> The input:
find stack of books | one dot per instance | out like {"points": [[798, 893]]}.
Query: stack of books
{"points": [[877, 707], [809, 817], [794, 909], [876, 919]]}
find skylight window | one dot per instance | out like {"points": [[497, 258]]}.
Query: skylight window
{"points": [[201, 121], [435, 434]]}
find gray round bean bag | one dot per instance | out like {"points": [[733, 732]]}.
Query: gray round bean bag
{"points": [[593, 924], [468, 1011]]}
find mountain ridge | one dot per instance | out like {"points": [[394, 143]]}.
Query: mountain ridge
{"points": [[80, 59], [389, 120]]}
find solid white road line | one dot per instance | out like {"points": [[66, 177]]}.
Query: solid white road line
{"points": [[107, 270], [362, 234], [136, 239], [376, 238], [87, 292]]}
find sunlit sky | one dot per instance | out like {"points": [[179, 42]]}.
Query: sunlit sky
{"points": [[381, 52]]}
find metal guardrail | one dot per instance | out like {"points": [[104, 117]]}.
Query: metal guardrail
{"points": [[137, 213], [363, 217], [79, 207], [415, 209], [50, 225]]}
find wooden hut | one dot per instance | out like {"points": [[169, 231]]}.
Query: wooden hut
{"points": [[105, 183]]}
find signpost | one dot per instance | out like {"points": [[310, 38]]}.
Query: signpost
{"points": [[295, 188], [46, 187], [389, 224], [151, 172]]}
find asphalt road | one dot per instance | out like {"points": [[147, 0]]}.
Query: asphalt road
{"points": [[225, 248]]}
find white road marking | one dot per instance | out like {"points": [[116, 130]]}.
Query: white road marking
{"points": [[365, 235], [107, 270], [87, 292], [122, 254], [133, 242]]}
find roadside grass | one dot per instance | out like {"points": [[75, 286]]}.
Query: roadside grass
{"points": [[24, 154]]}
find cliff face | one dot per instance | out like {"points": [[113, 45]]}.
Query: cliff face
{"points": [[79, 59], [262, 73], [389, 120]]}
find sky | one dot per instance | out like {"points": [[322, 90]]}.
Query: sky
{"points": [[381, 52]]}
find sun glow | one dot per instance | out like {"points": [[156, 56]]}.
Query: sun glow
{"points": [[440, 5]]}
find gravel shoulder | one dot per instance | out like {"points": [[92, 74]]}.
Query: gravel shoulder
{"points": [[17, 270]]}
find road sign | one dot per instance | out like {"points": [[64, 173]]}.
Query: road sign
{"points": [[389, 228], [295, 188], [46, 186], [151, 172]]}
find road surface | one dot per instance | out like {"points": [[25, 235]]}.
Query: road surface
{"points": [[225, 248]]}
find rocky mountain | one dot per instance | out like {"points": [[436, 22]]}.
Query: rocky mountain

> What to do: Write out every record, exactly as written.

> Task answer:
find stack of books | one dot per instance | out like {"points": [[798, 893]]}.
Query: stack of books
{"points": [[877, 707], [809, 817], [794, 909], [876, 919]]}
find skylight window | one dot per instance | out like {"points": [[497, 258]]}.
Query: skylight window
{"points": [[201, 121], [435, 434]]}
find gray round bean bag | one dot per instance | out like {"points": [[733, 732]]}.
Query: gray round bean bag
{"points": [[593, 924], [468, 1011]]}
find mountain ridge | one dot per instance | out like {"points": [[394, 143]]}.
Query: mountain ridge
{"points": [[80, 59], [389, 120]]}
find solid white road line | one dot per instance | out like {"points": [[66, 177]]}.
Query: solid white road line
{"points": [[107, 270], [362, 234], [136, 239], [376, 238], [87, 292]]}
find sunlit sky | one dot per instance | out like {"points": [[179, 42]]}.
Query: sunlit sky
{"points": [[381, 52]]}
find metal guardrail | one dot per instance | out like {"points": [[104, 117]]}.
Query: metal guardrail
{"points": [[137, 213], [363, 217], [79, 207], [415, 209], [50, 225]]}
find wooden hut | one dot per instance | out like {"points": [[169, 231]]}.
Query: wooden hut
{"points": [[105, 183]]}
find signpost | one dot per instance | out like {"points": [[310, 38]]}.
Query: signpost
{"points": [[295, 188], [46, 187], [389, 224], [151, 172]]}
find asphalt road | one dot per instance | out like {"points": [[147, 0]]}.
Query: asphalt road
{"points": [[225, 248]]}
find white road marking | one dot per instance | out like {"points": [[116, 130]]}.
Query: white road marking
{"points": [[365, 235], [107, 270], [87, 292], [122, 254], [133, 242]]}
find roadside grass | one dot per instance | out like {"points": [[75, 286]]}.
Query: roadside grass
{"points": [[24, 154]]}
find cliff face | one dot per instance | out like {"points": [[113, 45]]}.
Query: cliff face
{"points": [[79, 59], [262, 73], [389, 120]]}
find sky | one dot per instance | out like {"points": [[322, 90]]}.
Query: sky
{"points": [[381, 52]]}
find sun glow | one dot per instance | out like {"points": [[156, 56]]}.
Query: sun glow
{"points": [[440, 5]]}
find gravel shoulder | one dot per instance | out like {"points": [[92, 74]]}.
Query: gravel shoulder
{"points": [[17, 270]]}
find road sign | one dot per instance | out like {"points": [[64, 173]]}.
Query: road sign
{"points": [[389, 228], [295, 188], [46, 186], [151, 172]]}
find road surface | one dot per instance | out like {"points": [[25, 235]]}.
Query: road surface
{"points": [[225, 248]]}
find rocky mountain | one dot per instance | out like {"points": [[436, 22]]}.
Query: rocky mountain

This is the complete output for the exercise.